*Task directions:*
Reproduce the following lines word for word, leaving out the pictures.

*Record list:*
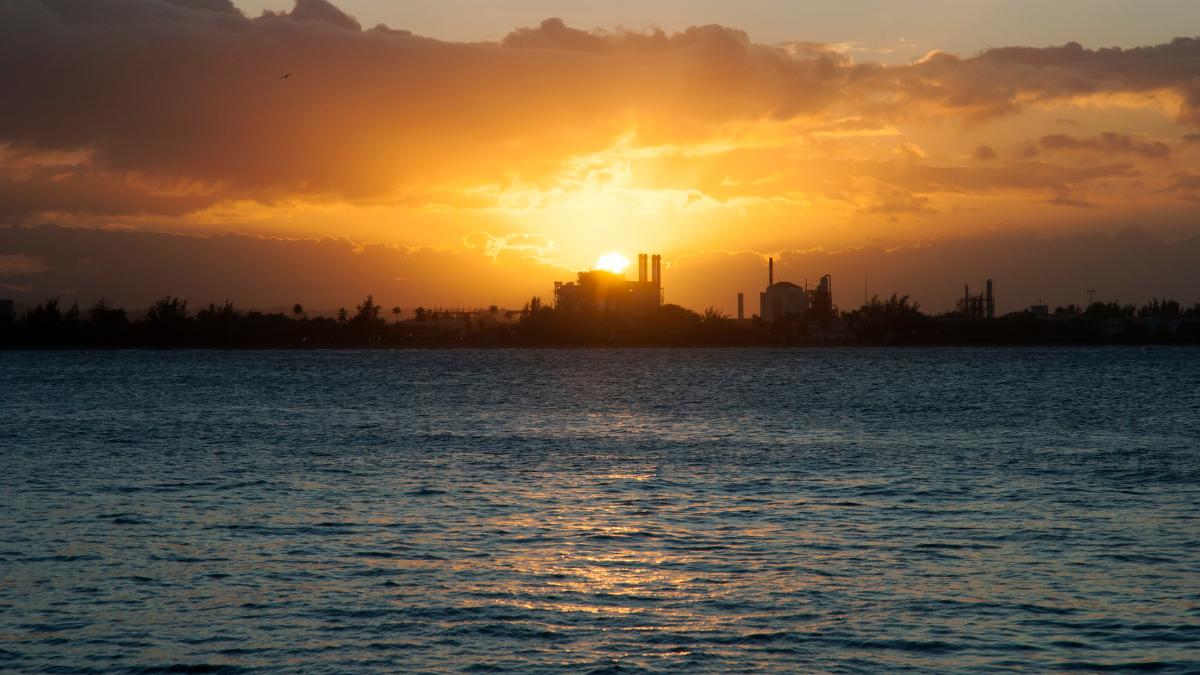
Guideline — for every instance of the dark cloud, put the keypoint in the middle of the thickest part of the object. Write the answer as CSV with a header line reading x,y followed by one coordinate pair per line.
x,y
1129,267
135,268
189,91
1000,82
321,11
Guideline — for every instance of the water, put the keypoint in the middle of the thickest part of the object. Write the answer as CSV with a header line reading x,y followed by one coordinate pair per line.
x,y
601,511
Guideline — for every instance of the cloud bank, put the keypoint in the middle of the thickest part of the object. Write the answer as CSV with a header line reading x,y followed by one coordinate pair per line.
x,y
179,103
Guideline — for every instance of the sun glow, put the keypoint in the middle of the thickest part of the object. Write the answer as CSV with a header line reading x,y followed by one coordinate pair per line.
x,y
615,263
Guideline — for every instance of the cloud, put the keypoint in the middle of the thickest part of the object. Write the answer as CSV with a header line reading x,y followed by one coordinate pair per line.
x,y
1129,266
177,106
1108,143
525,244
984,153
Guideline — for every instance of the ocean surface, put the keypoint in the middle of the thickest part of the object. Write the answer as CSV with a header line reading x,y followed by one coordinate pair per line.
x,y
658,511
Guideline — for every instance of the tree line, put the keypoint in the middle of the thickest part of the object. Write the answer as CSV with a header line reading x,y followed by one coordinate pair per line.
x,y
169,322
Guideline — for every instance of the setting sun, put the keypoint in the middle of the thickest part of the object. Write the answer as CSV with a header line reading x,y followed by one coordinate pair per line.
x,y
615,263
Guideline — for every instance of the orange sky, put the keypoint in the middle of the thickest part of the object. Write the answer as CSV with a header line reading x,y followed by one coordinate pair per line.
x,y
552,145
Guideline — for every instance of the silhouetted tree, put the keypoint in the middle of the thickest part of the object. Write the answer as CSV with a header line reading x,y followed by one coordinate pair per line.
x,y
107,324
166,321
45,320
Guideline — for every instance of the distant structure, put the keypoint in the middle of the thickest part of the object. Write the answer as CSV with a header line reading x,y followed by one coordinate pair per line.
x,y
977,306
784,298
605,292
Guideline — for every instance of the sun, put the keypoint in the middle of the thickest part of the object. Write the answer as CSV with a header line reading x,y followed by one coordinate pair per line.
x,y
615,263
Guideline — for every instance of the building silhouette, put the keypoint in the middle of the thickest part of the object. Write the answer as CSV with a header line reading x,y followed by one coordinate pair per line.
x,y
605,292
784,298
977,306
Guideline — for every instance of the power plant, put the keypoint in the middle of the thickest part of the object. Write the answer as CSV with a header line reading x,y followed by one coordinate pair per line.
x,y
977,306
784,298
606,292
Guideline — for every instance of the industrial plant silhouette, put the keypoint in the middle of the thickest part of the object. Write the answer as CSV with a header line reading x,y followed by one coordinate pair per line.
x,y
603,308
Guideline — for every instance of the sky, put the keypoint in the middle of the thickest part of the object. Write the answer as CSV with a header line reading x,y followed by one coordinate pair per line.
x,y
509,144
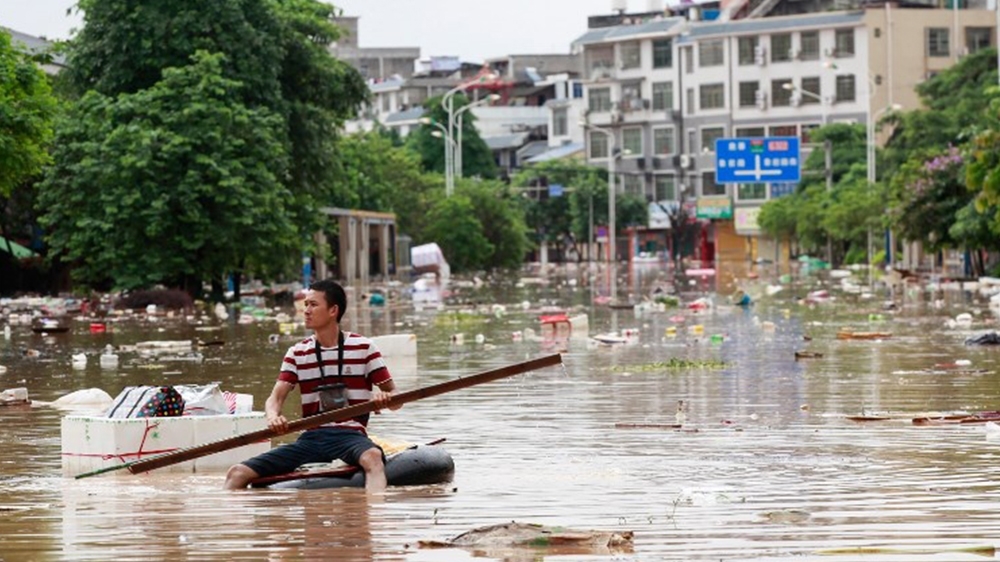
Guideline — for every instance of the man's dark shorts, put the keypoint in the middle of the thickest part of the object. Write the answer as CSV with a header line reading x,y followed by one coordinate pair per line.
x,y
324,444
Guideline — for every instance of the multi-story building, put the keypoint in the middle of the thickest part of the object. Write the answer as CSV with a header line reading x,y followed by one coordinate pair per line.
x,y
374,63
668,87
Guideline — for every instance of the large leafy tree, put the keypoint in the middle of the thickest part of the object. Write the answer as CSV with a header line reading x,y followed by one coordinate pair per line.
x,y
277,58
585,201
378,176
926,194
27,108
841,214
480,227
173,184
125,45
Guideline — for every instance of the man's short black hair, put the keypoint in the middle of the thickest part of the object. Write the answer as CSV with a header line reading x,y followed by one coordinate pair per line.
x,y
334,294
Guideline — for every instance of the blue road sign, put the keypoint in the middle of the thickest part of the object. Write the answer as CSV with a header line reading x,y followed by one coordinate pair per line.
x,y
757,159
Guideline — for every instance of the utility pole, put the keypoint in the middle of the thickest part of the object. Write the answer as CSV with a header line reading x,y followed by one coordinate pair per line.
x,y
828,149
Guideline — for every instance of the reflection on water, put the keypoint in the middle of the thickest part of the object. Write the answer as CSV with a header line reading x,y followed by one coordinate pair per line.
x,y
765,468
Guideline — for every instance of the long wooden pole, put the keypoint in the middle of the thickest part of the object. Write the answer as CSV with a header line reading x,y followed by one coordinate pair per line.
x,y
167,459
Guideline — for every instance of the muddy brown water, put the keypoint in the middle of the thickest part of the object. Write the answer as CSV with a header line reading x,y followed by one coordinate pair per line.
x,y
766,466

*Right answer:*
Guideline — for every instance of the dark cloud, put the keypoint in the middle of the thickest part of the object. Write the answer as CSV with a header line reading x,y followed by one coordinate pair per line.
x,y
1129,267
135,268
189,91
1000,82
321,11
Guideline — for every instance of the water, put the keypoint in the middle of the thickest part of the object. Write the answer as CSV with a header line reading x,y followed by one coordinate pair per line.
x,y
601,511
Guideline — for every instance of the cloud bank, put the keypoint in the middle of the thickest part of the object. Write the answer as CSV with a header line reading x,y followed by one coordinate pair per line.
x,y
179,103
Guideline — for every instance of the sun glow, put the keypoint in the middle of the thickest part of the object. Write the answer as CSV with a header line reading x,y followed by one coordinate pair per line.
x,y
615,263
Guideline — for every instance of the cloud, put the keypoint in the middle of the thickest part of the object. Write the answer as CSV with a header line reading x,y followed by one coordinate pair per line.
x,y
1129,266
177,106
1108,143
525,244
984,153
Guideline — for every instance of the ocean surface, put the keypoint in the middle of the thickest part of the object. Write the answer as CSV with a header line reading x,y followed by one coordinate pair per line.
x,y
658,511
Guideline — for every instance of the tree line, put the keypoint in the middle of the thickest part of the object. Write the answer as CSV with a header line reading x,y followed by one coordinate pair per line.
x,y
169,322
Guideline — for every instance of the setting sun, put the keypoint in the middle of the thickest part of the object. Write the answer as CSV with a header line reading x,y followed by one coordinate pair per line.
x,y
615,263
Guideline — for every instance of the orange sky, put the keypoint in the middle of the thickest part of the object. Write the answer as CSV with a header line reading x,y followed by one coordinate pair per line.
x,y
552,145
Guideline — for every instance of the silhouetted tree, put the keypoint in the middle of the thickest part of the object. Write the answer as CSV with a header line reading x,y followed by one coordinate pair per line.
x,y
107,324
166,321
45,320
Guideline — for every instance of the distant structure, put the keypoint in the middle of the thickest part of the object. Write the answer as CSV with a header line reading x,y followed by one coordinate pair per line.
x,y
977,306
784,298
605,292
Guideline — for every instance of the sun, put the keypoint in the middle of the thickest part of the object. Write the answer as CSV with a header line reading x,y followed by one coordinate pair per line.
x,y
615,263
Guideline — for every instance of the building silhouette, put the keypoint in the middle of the thickest part of the object. Write the answer as CSV with a header line reading x,y followed by one coordinate pair per line.
x,y
605,292
784,298
977,306
Guideline — for every instance of the power plant, put the keypoint in the middle of the thickest part of the object. Write the answer as CSV with a header line reading x,y followed by one coordinate pair per line.
x,y
977,306
784,298
606,292
Guideline — for every instance of the industrial plant silhouette, put the keypoint in the middle of the thickest part of the object. Write the answer as CSV with a header line reading x,y followed by one coordinate pair per line.
x,y
603,308
Guideline — for every instance of the sky, put the keypoint in the middle of the thickest part of the object. Write the answer as CSV with a header line reading x,y followed by one coordinate pair per line.
x,y
509,144
Guideline — for every instance of the man's dark shorts, put the keypoint in the middle of the thickest part of the object. Write the answer as CSV with a header line reading x,y followed by one coordinate pair per line.
x,y
324,444
Guideline — for every instance of the multi-story building, put the keypoint in the middle of the thickest part of the object. Write the answer as CSV with a header line reading x,y followed by one coordinate pair per line.
x,y
374,63
668,87
Guideline — for every instance of the large leafy tree, put the keypoint in the middle of the thickest part of the object. Write the answer as CSV with a header line reading x,y followed by one coordinate pair per line.
x,y
277,58
585,201
378,176
926,194
27,108
841,214
480,227
173,184
125,45
Guideline — for every instance of the man's short black hair, put the keypoint in the middle of the thickest part of the object. Write the answer as CSV with a header line reading x,y followed by one coordinate pair per line.
x,y
334,294
Guideline — for every instance of the blue road sign, put the keypoint in the middle of the thickest part of the object. Write the answer as CSV with a header line reading x,y followed by one coordinate pair per line.
x,y
757,159
Guideline — for every instance of the utility pole, put the keypoint in the middle of the thickest part of the object. Write the answer as CSV with a header line reading x,y followed by one coordinate pair per line.
x,y
828,149
Guideline — for every instance of the reflection on water, put the keypoint in the middle of the thickest part of the object. Write the answer as CSV with a header line reading x,y followed by one coordinate pair per line.
x,y
765,468
Guideline — for every instance of the long wooden pole, put the keypoint in the middle of the thickest part of the object. Write the answer as CSV with a header line reading x,y followed by one coordinate pair per line.
x,y
167,459
Guideline — for every instance of the muddy brown water, put the keypoint in the middle of the thickest part of the object. Write the answer as CSV with a header line reading x,y followed by one coordinate pair per line.
x,y
766,466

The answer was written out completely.